Object location annotation data
-.-.-

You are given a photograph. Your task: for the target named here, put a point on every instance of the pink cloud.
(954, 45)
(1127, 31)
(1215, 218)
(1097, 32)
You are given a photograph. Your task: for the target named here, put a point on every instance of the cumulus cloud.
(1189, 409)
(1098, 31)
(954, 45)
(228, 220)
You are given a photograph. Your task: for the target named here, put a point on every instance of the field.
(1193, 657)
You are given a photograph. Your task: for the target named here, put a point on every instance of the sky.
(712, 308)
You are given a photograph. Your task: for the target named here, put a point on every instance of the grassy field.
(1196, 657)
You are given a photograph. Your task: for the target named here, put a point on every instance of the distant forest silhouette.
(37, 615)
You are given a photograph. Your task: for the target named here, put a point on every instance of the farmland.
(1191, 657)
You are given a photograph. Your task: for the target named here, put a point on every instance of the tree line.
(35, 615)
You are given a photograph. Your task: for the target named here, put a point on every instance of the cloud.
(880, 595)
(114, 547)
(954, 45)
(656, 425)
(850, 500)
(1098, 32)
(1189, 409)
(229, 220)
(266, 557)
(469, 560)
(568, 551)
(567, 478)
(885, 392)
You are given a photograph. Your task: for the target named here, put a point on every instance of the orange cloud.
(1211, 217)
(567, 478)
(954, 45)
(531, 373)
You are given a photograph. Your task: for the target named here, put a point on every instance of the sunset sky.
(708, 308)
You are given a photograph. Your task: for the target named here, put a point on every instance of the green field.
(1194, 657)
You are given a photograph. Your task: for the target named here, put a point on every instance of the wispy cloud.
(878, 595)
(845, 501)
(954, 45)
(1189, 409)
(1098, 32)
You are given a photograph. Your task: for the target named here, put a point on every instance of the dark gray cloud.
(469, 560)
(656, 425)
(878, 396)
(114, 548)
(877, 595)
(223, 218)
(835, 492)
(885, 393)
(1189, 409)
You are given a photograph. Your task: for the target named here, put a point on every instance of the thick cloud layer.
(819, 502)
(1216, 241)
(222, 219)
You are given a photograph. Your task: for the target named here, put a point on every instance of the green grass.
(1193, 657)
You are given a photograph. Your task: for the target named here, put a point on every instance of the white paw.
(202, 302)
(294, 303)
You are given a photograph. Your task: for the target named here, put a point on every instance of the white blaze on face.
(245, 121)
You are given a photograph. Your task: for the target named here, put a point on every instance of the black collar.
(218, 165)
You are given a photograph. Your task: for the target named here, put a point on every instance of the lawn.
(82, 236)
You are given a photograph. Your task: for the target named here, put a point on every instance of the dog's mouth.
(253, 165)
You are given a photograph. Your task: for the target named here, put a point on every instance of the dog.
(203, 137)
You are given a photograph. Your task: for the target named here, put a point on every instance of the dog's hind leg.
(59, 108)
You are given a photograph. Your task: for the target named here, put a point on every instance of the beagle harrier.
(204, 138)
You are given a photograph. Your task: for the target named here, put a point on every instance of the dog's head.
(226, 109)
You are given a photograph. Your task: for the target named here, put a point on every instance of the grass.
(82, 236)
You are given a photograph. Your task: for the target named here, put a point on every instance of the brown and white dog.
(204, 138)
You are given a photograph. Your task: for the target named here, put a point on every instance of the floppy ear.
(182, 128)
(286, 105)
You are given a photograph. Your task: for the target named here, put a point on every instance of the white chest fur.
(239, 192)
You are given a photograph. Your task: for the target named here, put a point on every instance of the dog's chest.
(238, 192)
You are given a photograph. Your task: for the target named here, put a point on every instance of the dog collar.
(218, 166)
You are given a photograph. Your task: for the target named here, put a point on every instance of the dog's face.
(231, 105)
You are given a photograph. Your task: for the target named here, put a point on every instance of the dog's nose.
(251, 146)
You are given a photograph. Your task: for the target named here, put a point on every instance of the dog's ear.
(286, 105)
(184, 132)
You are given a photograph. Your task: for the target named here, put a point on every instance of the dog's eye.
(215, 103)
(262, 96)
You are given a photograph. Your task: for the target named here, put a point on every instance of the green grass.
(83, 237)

-.-.-

*TO BE DONE*: Copy down the whole of the data above, matching it exactly.

*ANSWER BELOW*:
You are given a photograph. Your task: for the target named here, put a point on every instance of the pink cloud.
(954, 45)
(1127, 31)
(1215, 218)
(1097, 32)
You are given a photograph. Your task: for the target named here, put a point on every instance of the cumulus cloud.
(1189, 409)
(1098, 31)
(954, 45)
(228, 220)
You are given a photograph. Your task: for the target named here, put a point on every instance of the field.
(1193, 657)
You are given a photograph. Your task: for the target named here, put a point on every instance of the sky.
(712, 308)
You are given a photograph. Your task: for the target named here, put a point on every instance of the grassy field.
(1196, 657)
You are given a photograph. Your task: for the target named here, put a point on every instance of the distant forest silhouette.
(37, 615)
You are given a photograph. Your task: for the target named here, put a point on every instance of the farmland.
(1191, 657)
You are given a photograph. Your task: for the target named here, put a point on every instance of the tree line.
(35, 615)
You are given a photograph. Your task: for the target named here, put a point on every instance of the cloud.
(880, 595)
(114, 547)
(954, 45)
(656, 425)
(850, 500)
(1098, 32)
(1189, 409)
(229, 220)
(266, 557)
(469, 560)
(568, 551)
(567, 478)
(885, 392)
You are given a photograph. Your task: for the target named here, put a point on every instance of the orange cloud.
(1211, 217)
(567, 478)
(954, 45)
(531, 373)
You are given a photograph. Your task: for the target named here, put a point on every instance of the sunset sky.
(708, 308)
You are given a photograph. Your task: for the target named here, put a point on every instance of the green field.
(1194, 657)
You are given a photograph. Your task: for the target named here, put a point on every instance of the wispy cloud.
(878, 595)
(845, 501)
(954, 45)
(1189, 409)
(1098, 32)
You are given a photograph. Your task: for the target named here, put a point on every instance of the dark gray cloud.
(469, 560)
(656, 425)
(878, 396)
(114, 548)
(877, 595)
(223, 218)
(835, 492)
(885, 393)
(1189, 409)
You are given a photograph. Your task: for the target named here, put a point on every instance of the thick cloud layer.
(819, 502)
(1216, 241)
(222, 219)
You are given a photograph. Your task: for the target named here, put a point on every instance of the green grass.
(1193, 657)
You are given a photograph. Your task: for the target named here, put a point on every instance of the white paw.
(202, 302)
(294, 303)
You are given a photograph. Your task: for the target named here, put a point on every instance of the white blaze on face.
(245, 121)
You are given a photograph. Your task: for the target named here, put a point on every instance of the black collar.
(218, 165)
You are given a photograph. Your task: for the target named here, put a point on every instance of the lawn.
(82, 236)
You are given a photograph. Your task: for the target named here, put a point on every instance of the dog's mouth.
(253, 165)
You are given a photograph. Your task: for the target named here, put a point on every instance of the dog.
(203, 137)
You are given a photograph. Your task: for the target named here, put a point on every instance of the dog's hind leg.
(59, 108)
You are given a photograph. Your task: for the target named here, put a point on every instance of the beagle harrier.
(204, 138)
You are given a photograph. Your task: for the target named here, put a point on every instance of the dog's head.
(226, 109)
You are given a photograph. Your task: for the target named here, put a point on every instance of the grass.
(82, 236)
You are given a photograph. Your task: for the target named here, put a point on every instance of the brown and white dog.
(204, 138)
You are given a photograph. Your task: for the target named here, put a point on every instance of the floppy ear.
(182, 128)
(286, 105)
You are given a photograph. Your task: for the target named here, put a point on every instance of the white chest fur.
(239, 192)
You are given a photograph. Your task: for the target named here, put a point on every instance of the dog's chest.
(238, 192)
You are given a photograph. Your task: for the target named here, put a point on every instance of the dog collar.
(218, 166)
You are given a photograph. Your task: for the target named here, put a point on every instance of the dog's face.
(231, 105)
You are given a photograph. Your task: for the target named here, put a point on every instance of the dog's nose.
(251, 146)
You are given a photograph. Your task: for the target named here, put a point on every instance of the dog's ear.
(286, 105)
(184, 132)
You are given a photograph. Your task: for the target named here, put a point on every instance of the dog's eye.
(215, 103)
(262, 96)
You are given a photograph. Your task: for the target named here, put a point on every instance of the green grass.
(83, 237)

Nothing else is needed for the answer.